* [WRITTEN REQUEST 1]:
Lay out the records, from the start of the records through the line containing "[[0, 573, 1288, 710]]", as a two-column CSV with columns named instruction and boxes. Give one row per request, with its text and its answer each in a single quoted field and any line breaks replaced by spaces.

* [PASSAGE GIVEN]:
※ ※ ※

Here are some thoughts from my past life as a business broker and appraiser.
Earnings mean vastly different things depending on context. Brokers and appraisers working with businesses with gross sales under, say, $2-5 million will usually use multiples of a number that is called different things, but amounts to how much cash could the owner/manager take out next year if he wanted to maximize his take without impacting the business. This means restating the income statement and eliminating expenses that are owner perqs such as the board meeting in Hawaii (oops - you are in Hawaii -- so maybe the board meeting in Minnesota?), the company car that is mostly used for commuting to and from work, unusual one-time events, sponsoring Junior's little league team, etc. Also added back are costs of financing (unless financing costs are a typical part of the business, as they are in, say, car dealerships), tax credits for depreciation and amortization, and a zillion other things. Brokers are supposed to, but often do not, adjust DOWN for the "real" depreciation, i.e., the reserve for replacement of stuff that wears out.
Brokers vary in how aggressively they approach these adjustments, and the results can go all over the place. But in the end, a potential buyer needs to agree with the rationale for the adjustments.
Gross sales is far more objective, as no one has gone in and made adjustments -- they are what they are.
Multiples of the earnings described above and of gross sales are
never used by buyers to decide what price they are willing to pay -- there are far too many other factors involved. They are just used in reality checks, and often in establishing a price when a sale is
not contemplated, as in deciding on asset values in a divorce, etc.
Investors, contrasted with small business buyers, value businesses differently, using, for example, discounted cash flows and comparative investments -- but those are almost never used when the buyer will be taking a full time role in the business, and almost never when the books aren't fully audited, the business sales in the many millions of dollars, and so forth.
What small business buyers do is very simple. They look at (a) can they make a living in the business, and (b) can they afford it?
Simple example: Someone buying a business that will reliably produce $100,000 available for owner compensation and financing will likely try to keep their annual debt service costs down to no more than 30-35% of that amount.
The roughly $33,000 per year in loan payments will support a loan of somewhere between $100,000 and $200,000. (Rates are high and terms are short, especially when the business lacks hard collateral such as marketable real estate and machinery.)
That leaves something like $67,000 for the owner to live on.
What does that say about the purchase price? Well, if the borrowed amount is in the $150,000 range, then the rest of the purchase price has to come from the buyer as a down payment. So how much is someone likely to pay as a down payment for something that will let them take home $67,000?
In practice, between the likely amount of liquid savings available for a down payment plus cash reserve for initial operations and the psychological aspects of paying out a lot of money and taking on significant debt, buyers will typically pay between a year's "pay" for them ($67,000) to a year's total cash flow ($100,000) as a down payment.

※ ※ ※

* [RECORD LIST]:
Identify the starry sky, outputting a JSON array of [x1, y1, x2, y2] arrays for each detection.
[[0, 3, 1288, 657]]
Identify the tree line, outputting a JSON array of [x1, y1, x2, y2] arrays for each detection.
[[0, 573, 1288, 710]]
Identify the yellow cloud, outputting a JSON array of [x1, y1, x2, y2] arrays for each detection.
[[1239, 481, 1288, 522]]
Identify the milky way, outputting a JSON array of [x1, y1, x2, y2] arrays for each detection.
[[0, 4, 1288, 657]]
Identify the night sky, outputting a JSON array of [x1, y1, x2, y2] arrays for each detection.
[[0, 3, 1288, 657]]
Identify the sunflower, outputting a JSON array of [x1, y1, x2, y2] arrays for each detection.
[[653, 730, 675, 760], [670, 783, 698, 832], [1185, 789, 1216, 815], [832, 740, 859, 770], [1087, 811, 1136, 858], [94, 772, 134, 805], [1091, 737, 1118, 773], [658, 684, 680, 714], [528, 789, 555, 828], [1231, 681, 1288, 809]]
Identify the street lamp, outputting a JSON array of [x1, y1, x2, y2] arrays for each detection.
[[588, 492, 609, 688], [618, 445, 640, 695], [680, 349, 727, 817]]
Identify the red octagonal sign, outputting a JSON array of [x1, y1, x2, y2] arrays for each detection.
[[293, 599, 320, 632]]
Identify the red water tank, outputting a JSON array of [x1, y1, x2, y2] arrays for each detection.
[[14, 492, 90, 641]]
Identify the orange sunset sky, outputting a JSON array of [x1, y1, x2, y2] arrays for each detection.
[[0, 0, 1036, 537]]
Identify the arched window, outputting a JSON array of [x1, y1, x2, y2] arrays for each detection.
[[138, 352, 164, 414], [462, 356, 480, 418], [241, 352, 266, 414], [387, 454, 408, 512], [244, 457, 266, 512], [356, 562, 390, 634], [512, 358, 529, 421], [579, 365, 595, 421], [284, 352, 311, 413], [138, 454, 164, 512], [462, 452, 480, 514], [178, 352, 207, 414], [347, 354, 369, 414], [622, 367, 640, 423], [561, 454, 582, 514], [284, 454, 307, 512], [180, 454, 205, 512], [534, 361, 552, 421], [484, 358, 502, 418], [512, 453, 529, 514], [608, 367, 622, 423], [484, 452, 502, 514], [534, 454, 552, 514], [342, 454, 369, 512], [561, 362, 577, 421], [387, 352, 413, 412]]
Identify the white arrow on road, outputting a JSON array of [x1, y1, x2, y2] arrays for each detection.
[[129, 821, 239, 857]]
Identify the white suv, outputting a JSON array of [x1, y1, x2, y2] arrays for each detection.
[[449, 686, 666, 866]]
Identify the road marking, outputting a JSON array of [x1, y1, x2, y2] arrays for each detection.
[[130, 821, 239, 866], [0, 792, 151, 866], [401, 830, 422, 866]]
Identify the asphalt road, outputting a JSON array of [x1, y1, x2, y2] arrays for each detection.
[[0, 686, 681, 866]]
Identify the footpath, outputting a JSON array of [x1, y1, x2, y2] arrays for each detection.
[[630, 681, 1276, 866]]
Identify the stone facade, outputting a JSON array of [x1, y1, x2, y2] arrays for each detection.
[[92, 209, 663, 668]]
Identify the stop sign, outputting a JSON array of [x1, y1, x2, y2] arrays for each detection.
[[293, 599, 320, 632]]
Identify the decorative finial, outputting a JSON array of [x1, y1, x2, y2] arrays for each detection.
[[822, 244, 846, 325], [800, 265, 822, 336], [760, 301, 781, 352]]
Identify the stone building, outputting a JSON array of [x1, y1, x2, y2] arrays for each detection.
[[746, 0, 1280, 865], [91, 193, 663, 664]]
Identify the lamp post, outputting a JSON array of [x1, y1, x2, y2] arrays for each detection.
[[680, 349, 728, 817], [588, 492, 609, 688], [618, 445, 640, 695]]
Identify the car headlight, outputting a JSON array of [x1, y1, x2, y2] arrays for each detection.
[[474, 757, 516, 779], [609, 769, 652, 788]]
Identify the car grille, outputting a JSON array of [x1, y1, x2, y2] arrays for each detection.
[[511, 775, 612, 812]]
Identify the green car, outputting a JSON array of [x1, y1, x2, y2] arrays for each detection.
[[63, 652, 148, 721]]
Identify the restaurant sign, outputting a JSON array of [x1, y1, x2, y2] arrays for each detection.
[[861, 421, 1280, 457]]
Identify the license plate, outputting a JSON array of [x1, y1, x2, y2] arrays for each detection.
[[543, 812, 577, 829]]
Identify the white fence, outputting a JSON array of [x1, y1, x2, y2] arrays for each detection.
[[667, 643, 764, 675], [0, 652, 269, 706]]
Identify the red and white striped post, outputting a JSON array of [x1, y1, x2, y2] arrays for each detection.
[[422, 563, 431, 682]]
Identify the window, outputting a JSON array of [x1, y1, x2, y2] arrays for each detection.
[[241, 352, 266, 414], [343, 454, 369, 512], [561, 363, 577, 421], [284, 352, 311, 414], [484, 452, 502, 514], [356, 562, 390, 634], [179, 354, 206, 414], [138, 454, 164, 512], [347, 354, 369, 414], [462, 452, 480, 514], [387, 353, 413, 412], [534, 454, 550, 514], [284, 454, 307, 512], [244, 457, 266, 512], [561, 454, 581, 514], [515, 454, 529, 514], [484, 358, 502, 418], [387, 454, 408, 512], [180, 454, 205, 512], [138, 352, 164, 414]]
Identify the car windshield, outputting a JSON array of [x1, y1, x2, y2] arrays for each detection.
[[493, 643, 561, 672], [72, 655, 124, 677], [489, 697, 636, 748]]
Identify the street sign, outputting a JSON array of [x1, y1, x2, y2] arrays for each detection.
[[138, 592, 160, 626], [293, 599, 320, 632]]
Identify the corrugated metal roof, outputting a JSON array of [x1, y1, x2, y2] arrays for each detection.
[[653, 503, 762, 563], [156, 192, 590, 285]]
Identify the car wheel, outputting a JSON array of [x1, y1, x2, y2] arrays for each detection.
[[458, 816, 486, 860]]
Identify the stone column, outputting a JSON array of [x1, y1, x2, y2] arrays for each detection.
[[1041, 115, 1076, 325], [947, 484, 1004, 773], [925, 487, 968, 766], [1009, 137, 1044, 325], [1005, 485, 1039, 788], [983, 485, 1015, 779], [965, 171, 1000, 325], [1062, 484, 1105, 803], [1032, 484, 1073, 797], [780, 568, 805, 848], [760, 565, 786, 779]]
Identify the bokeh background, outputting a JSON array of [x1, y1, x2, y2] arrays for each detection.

※ ※ ※

* [WRITTEN REQUEST 2]:
Proceed with the text on how small business buyers value a business, starting right after its final sentence.

* [TASK RESULT 1]:
instruction,boxes
"Identify the starry sky, outputting a JSON array of [x1, y1, x2, y2] arrays for each detection.","[[0, 3, 1288, 657]]"
"Identify the tree line, outputting a JSON array of [x1, y1, x2, y2] arrays for each detection.","[[0, 573, 1288, 710]]"

* [TASK RESULT 2]:
So, add the likely loan amount of around $150,000 to the likely down payment of around $75,000 and you get a purchase price of around $225,000, or 2.25x the $100,000 "cash flow" (commonly used term for the amount that the business can pay out to an owner-manager, as I described above).
For a business to get this 2.25 multiple of cash flow, it needs to be reasonably attractive to a buyer, offer a real promise of growth potential, have clean books, and a track record that makes all these numbers look very real, not just wishes. If things aren't so clean, then a multiple of 1 is well within the boundaries of typical sales, and when things are fabulous, multiples of 3 - 3.5 are sometimes encountered.
(What makes a business "fabulous" in this context? Very low risk, very stable earnings, very low complexity, etc. An example that comes to mind is a local burglar alarm monitoring company we had, where many hundreds of customers paid by automatic credit card debit for monitoring, the labor was cheap, and customer turnover was minimal.)
So when you hear that a business will sell for around a little over 2x cash flow, that is really an expression of what the market will bear.
You said you are hearing that a business is worth around 1/3 of the gross sales. That's an easier number to understand. It is simply based on what has happened.
I am posting below a couple of scanned graphs from stuff I was able to dig up from my old days. The first is a graph plotting sales price against the "cash flow" (as defined above) for a bunch of actual business sales. As you can see, the sales seem to average around 2x cash flow. The diagonal lines show the 25-75% boundaries and the 10-90% boundaries, so you can see that only the best 25% of businesses sold for more than 2.4x and only the worst 25% sold for less than 1.1x cash flow.
The second is a similar plot, but using gross sales instead of cash flow. The average selling price is 41% of gross sales. Only the best 25% sold for more than 58% of gross, and only the worst 25% sold for less than 25% of gross.
Hope this info helps you at least see how this stuff works...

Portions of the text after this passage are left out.